***** TEXTO PROPORCIONADO *****

Los montevideanos, cada 18 de Julio, mezclan ironía y orgullo por su historia y sus monumentos, al anunciar que celebran simplemente «el Día de la Avenida». Fue en 1830 cuando el sentimiento de uruguayismo enarboló un hito: el 18 de julio de ese año se juró la primera Constitución nacional, que estableció un Estado unitario, republicano y confesional con el catolicismo como religión oficial. Un siglo y 12 días después, desde donde termina la avenida y nace el parque Battle y Ordónez, una marea de uruguayos enfiló hasta el Estadio (así, sólo con su nombre, sin el «apellido» Centenario) para protagonizar el primer título mundial de fútbol.

Dentro de pocas horas nadie celebrará ninguna fiesta en la tan porteña avenida 9 de Julio. Nacida teóricamente en 1912, recién en 1936 tomó forma, ya no como la Avenida de Mayo (de 33 metros de ancho) que en el diseño original pretendió emular, sino que cooptando las arterias laterales como Lima, Yrigoyen, Carlos Pellegrini y Cerrito llegó a crecer a 140 metros de anchura, lo que hizo remover la pedantería más porteña con el presuntuoso mote de «la más ancha del mundo». Por supuesto que el gobierno de los globos amarillos todo lo puede: también destrozó la avenida y en lugar de que las calles laterales fueran exclusivas para el transporte público, armó el monstruoso metrobús, de discutible practicidad y justificado a partir de una obra pública que siempre generó sospechas. Ya no es la más ancha. Sí es la más cara.

*****

▶ _CONSIGNA 1_
Indica si cada afirmación concuerda con el texto proporcionado y respalda cada respuesta con una cita literal. (a) La primera Constitución uruguaya se juró el 18 de julio de 1830. (b) La avenida 9 de Julio tomó forma en 1912. (c) Las calles laterales de la avenida 9 de Julio quedaron reservadas al transporte público.
▶ _CONSIGNA 2_
Según el texto proporcionado, ¿qué anchura llegó a tener la avenida 9 de Julio?

***** DATOS REGISTRADOS *****

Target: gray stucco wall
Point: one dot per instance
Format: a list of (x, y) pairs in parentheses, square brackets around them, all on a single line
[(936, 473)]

*****

▶ _RESULTADO 1_
(a) Sí: «el 18 de julio de ese año se juró la primera Constitución nacional».
(b) No: «Nacida teóricamente en 1912, recién en 1936 tomó forma».
(c) No: «en lugar de que las calles laterales fueran exclusivas para el transporte público, armó el monstruoso metrobús».

▶ _RESULTADO 2_
Llegó a tener 140 metros de anchura.